Le débat autour de la création de l’Euro, d’un point de vue économique, s’est organisé autour de la notion de zone monétaire optimale. Cette notion recouvre une zone géographique au sein de laquelle les grands équilibres économiques évoluent de concert ou se réajustent d’eux-mêmes, ce qui permet de ne plus recourir à l’ajustement monétaire via la dévaluation ou la réévaluation, ou via les décisions d’arbitrages quotidiennes des marchés financiers.
Paul Krugman, récent prix Nobel d’économie et par ailleurs fervent européen, s’est montré dès l’origine extrêmement critique envers le projet de l’Euro. Compte tenu des différences économiques importantes enter les différents Etats-membres, il estimait que l’Euro était voué à l’échec par les tensions issues de l’éloignement progressif des économies nationales. En particulier, une crise économique venue de l’extérieur devait conduire à son explosion, puisque l’économie européenne n’a pas le moyen de répartir le poids de ce choc externe.
En apparence, l’histoire qui se déroule aujourd’hui lui donne raison. C’est pourtant ces jours derniers qu’il en est venu à infléchir sa position de façon significative.
++++
EXERCICE 1: Renvoyez chaque ligne des enregistrements qui contient la chaîne "wall", en tenant compte de la casse.
Le texte et les enregistrements proviennent de sources différentes.
++++
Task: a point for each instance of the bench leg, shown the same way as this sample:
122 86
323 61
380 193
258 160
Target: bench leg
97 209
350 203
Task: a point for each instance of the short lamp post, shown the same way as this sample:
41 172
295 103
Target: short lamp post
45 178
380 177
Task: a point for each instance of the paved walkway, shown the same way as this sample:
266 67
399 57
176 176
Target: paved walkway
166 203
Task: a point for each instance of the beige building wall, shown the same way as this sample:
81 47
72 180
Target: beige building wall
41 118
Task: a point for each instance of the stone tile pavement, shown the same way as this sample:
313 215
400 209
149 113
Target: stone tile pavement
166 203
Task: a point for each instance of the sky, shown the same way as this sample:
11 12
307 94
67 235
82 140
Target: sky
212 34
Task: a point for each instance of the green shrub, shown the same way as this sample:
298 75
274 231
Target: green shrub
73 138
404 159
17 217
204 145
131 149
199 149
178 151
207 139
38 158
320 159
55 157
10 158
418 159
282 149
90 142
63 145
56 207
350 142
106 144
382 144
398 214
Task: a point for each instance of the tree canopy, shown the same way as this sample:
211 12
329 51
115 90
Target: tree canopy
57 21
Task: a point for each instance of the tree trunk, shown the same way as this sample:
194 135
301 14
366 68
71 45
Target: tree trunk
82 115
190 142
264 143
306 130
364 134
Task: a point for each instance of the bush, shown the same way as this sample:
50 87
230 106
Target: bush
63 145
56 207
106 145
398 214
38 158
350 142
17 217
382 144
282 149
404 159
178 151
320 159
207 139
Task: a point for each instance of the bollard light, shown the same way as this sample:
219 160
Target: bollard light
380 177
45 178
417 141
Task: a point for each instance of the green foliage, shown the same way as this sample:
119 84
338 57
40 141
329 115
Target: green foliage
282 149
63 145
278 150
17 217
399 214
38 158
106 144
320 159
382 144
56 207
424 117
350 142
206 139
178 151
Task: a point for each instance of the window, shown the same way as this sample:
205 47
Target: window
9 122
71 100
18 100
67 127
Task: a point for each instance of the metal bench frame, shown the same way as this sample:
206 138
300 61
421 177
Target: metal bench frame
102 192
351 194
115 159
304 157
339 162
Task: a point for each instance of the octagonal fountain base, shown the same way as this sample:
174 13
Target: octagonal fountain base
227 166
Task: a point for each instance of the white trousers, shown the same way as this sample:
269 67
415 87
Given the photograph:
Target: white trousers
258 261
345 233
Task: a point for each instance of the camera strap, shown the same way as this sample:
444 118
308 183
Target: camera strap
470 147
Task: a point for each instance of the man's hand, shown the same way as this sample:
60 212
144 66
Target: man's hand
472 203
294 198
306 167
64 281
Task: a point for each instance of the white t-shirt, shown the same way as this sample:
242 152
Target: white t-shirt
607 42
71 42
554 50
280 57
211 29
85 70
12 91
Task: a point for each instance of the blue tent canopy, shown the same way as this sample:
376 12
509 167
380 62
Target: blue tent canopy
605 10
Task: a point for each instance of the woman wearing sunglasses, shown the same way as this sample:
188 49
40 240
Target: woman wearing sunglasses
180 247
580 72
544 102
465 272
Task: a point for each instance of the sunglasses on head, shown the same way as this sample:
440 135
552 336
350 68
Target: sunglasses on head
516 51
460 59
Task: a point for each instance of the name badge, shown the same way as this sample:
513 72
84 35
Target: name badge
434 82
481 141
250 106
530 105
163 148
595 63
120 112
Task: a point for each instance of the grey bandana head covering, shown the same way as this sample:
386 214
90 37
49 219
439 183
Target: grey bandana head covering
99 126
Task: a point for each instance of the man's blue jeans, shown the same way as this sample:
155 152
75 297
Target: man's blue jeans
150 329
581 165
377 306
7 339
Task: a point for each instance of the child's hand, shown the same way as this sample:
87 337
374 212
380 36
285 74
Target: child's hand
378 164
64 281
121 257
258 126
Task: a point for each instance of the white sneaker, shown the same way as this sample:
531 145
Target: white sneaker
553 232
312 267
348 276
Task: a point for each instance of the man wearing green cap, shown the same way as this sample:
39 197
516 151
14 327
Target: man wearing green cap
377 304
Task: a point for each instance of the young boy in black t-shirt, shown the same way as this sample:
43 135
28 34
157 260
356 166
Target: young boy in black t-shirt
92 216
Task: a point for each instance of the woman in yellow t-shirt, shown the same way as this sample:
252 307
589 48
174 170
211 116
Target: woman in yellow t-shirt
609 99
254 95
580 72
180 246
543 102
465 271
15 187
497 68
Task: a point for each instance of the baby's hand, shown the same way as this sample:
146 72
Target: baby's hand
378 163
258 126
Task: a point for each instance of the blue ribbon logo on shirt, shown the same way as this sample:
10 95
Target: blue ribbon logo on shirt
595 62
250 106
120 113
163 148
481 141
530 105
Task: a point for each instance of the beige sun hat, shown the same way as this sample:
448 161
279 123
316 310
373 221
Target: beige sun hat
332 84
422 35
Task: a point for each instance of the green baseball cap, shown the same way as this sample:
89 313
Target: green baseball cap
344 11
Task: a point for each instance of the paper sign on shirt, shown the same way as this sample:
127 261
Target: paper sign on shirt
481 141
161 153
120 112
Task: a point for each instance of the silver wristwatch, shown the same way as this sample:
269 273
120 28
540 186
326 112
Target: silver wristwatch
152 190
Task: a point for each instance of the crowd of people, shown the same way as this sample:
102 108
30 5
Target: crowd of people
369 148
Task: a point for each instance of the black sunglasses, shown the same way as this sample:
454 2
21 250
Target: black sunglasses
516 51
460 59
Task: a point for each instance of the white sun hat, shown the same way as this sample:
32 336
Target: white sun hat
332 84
++++
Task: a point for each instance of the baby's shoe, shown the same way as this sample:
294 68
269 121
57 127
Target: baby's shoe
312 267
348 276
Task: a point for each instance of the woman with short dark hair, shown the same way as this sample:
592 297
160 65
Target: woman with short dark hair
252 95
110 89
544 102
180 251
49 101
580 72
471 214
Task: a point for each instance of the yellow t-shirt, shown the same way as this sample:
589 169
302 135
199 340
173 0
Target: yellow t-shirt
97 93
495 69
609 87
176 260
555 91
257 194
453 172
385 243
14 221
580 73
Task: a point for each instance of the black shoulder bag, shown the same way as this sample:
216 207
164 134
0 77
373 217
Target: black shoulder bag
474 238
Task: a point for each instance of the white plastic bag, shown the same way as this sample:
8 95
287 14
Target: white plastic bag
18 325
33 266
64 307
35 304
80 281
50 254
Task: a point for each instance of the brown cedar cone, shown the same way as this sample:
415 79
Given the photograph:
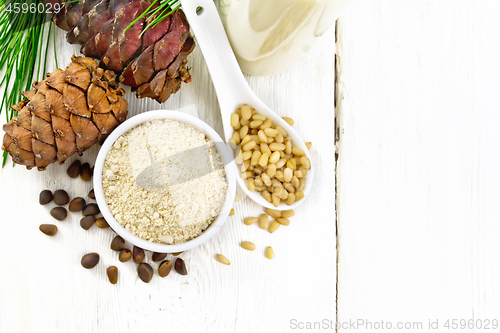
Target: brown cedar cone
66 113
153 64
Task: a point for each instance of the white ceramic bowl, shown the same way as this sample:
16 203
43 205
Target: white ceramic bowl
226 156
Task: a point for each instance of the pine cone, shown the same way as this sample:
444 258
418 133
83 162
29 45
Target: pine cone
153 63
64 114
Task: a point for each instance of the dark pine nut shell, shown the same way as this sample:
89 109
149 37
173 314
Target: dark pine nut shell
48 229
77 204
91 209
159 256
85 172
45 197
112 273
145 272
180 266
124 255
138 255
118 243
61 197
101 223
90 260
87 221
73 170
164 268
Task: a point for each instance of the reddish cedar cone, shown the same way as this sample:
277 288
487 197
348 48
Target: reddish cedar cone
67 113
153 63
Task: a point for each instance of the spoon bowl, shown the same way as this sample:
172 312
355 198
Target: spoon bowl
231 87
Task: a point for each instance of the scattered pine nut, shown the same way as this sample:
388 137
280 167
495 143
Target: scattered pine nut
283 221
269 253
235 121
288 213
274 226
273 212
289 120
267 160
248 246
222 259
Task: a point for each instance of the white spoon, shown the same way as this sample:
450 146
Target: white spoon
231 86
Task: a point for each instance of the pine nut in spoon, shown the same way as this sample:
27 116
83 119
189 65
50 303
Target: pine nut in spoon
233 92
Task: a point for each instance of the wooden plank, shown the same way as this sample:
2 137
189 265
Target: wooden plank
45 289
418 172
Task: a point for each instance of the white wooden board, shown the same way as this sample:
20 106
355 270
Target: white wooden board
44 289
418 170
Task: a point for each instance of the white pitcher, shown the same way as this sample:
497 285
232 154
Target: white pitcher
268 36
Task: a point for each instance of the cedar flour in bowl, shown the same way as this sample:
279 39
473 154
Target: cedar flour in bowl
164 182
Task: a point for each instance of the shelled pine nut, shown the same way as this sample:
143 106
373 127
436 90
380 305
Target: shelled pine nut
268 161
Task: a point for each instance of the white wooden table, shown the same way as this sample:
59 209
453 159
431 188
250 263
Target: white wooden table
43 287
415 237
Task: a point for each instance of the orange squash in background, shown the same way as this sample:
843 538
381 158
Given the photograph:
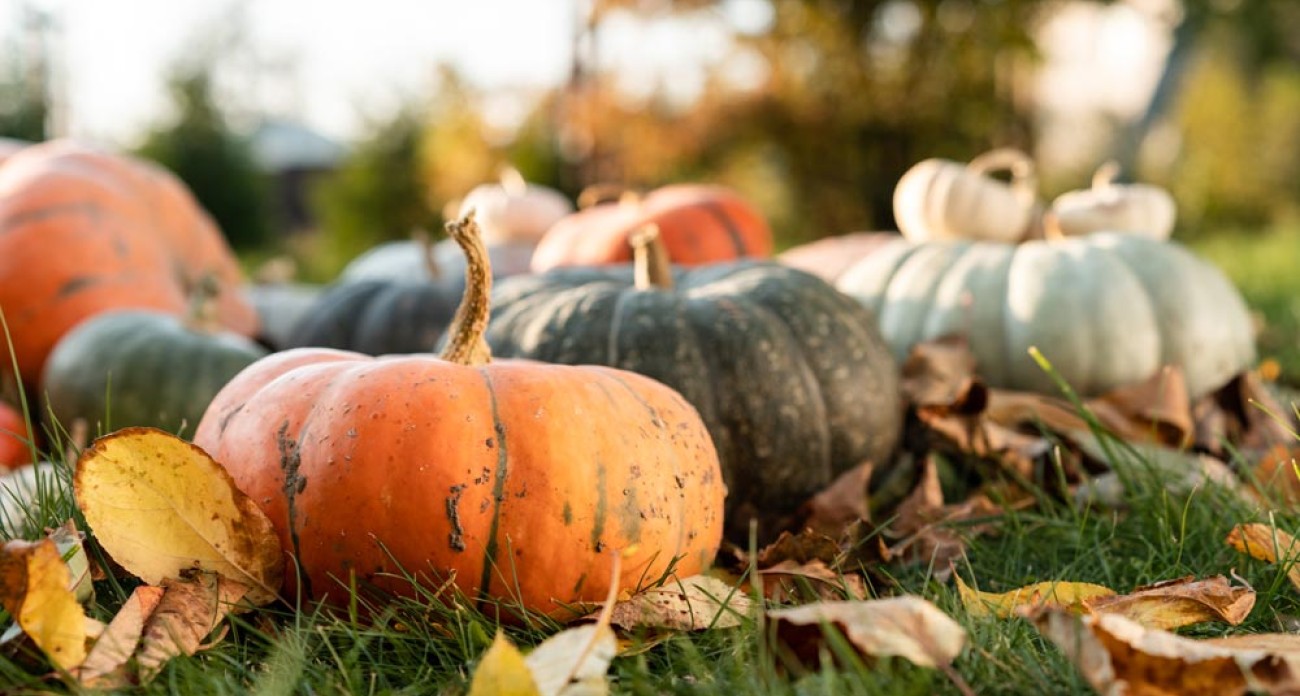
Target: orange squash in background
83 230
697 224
++++
EXERCICE 2:
Répondez à ces questions d'après l'extrait sur l'Euro :
(a) Autour de quelle notion le débat économique sur la création de l'Euro s'est-il organisé ?
(b) Quel prix Paul Krugman a-t-il récemment reçu ?
(c) Selon Paul Krugman, quel événement devait conduire à l'explosion de l'Euro ?

CORRIGÉ 1:
Task: a point for each instance of the beige building wall, shown the same way as this sample:
Target: beige building wall

CORRIGÉ 2:
(a) Autour de la notion de zone monétaire optimale.
(b) Le prix Nobel d'économie.
(c) Une crise économique venue de l'extérieur.